> EXERCISE OBJECTIVE
Scale the records from the line that contains "Tag the large" through the line that contains "<point>94,4</point>", both included, by writing them out again with their requests and multiplying every answer point coordinate by 0.55, rounded to whole numbers with halves going up (leave the requests and their sample points as they are). Give only those lines.

> INPUT MATERIAL
▬▬▬▬▬▬▬▬▬▬

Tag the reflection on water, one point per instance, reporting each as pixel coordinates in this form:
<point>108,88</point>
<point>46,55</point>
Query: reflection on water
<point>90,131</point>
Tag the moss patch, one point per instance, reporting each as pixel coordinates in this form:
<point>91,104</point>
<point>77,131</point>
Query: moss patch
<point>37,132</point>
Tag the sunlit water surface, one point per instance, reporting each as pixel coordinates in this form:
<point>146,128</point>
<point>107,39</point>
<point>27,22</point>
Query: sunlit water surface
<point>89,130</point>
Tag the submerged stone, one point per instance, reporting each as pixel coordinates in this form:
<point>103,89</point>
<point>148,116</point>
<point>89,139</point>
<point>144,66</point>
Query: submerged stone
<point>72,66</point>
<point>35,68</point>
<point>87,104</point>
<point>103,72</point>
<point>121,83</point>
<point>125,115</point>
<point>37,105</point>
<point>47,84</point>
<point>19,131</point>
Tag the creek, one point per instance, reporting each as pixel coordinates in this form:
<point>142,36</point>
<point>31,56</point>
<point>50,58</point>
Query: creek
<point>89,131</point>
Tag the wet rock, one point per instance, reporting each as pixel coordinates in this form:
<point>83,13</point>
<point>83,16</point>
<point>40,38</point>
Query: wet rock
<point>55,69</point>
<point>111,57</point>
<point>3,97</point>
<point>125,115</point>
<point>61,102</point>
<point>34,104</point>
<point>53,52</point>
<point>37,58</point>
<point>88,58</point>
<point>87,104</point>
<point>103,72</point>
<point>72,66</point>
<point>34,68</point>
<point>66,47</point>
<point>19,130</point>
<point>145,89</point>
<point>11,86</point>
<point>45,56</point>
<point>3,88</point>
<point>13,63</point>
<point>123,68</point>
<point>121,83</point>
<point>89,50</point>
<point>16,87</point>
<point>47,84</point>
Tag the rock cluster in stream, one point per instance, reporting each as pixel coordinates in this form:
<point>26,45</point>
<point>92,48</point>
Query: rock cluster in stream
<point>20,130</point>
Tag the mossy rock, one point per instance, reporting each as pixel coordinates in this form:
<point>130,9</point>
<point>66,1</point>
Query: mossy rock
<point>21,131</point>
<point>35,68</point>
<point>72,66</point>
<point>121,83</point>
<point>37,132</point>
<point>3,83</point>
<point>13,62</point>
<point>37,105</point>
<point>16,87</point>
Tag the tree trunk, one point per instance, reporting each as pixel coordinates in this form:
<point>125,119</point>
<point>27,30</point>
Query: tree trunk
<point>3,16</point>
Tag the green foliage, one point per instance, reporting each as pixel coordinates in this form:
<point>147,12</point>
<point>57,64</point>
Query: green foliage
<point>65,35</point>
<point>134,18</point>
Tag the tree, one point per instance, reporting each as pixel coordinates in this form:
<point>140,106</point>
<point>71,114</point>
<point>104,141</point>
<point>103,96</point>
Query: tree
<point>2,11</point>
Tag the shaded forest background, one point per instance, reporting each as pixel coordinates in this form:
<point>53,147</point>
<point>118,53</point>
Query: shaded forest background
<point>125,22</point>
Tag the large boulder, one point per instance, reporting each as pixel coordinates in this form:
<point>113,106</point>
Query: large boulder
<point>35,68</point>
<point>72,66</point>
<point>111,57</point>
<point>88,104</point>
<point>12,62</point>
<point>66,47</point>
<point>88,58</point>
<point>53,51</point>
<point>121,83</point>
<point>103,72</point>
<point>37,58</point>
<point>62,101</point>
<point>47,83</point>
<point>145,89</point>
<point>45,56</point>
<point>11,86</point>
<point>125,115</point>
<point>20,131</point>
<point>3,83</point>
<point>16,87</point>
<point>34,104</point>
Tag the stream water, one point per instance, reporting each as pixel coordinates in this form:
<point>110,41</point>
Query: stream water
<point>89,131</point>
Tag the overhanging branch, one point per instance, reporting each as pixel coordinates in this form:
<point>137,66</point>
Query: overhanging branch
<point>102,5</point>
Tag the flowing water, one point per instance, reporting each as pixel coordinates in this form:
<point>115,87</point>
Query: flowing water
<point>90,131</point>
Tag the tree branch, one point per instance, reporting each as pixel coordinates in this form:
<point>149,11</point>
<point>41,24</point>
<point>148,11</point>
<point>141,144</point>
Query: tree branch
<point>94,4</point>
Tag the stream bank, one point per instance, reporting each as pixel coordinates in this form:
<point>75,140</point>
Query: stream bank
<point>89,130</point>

▬▬▬▬▬▬▬▬▬▬

> THE RESPONSE
Tag the large boulder, one point per instance, reporting each as pixel coordinates in this form:
<point>113,106</point>
Query: large boulder
<point>19,37</point>
<point>40,36</point>
<point>61,31</point>
<point>48,57</point>
<point>7,34</point>
<point>36,26</point>
<point>48,32</point>
<point>29,28</point>
<point>67,46</point>
<point>57,40</point>
<point>20,32</point>
<point>34,56</point>
<point>26,46</point>
<point>80,49</point>
<point>25,31</point>
<point>6,47</point>
<point>69,63</point>
<point>11,72</point>
<point>2,46</point>
<point>9,48</point>
<point>19,57</point>
Tag the stream water, one point per instance, reporting each as pixel coordinates in this form:
<point>110,41</point>
Query: stream water
<point>49,72</point>
Tag the overhanging branch, one point per instance, reporting each as pixel coordinates in this form:
<point>137,66</point>
Query: overhanging branch
<point>56,3</point>
Tag the flowing water, one point per instance, reporting each as pixel coordinates in this form:
<point>115,87</point>
Query: flowing water
<point>50,72</point>
Tag the tree branch, one point per instance, reporting each as pixel coordinates in this form:
<point>149,11</point>
<point>41,24</point>
<point>148,11</point>
<point>141,144</point>
Query: tree branch
<point>52,2</point>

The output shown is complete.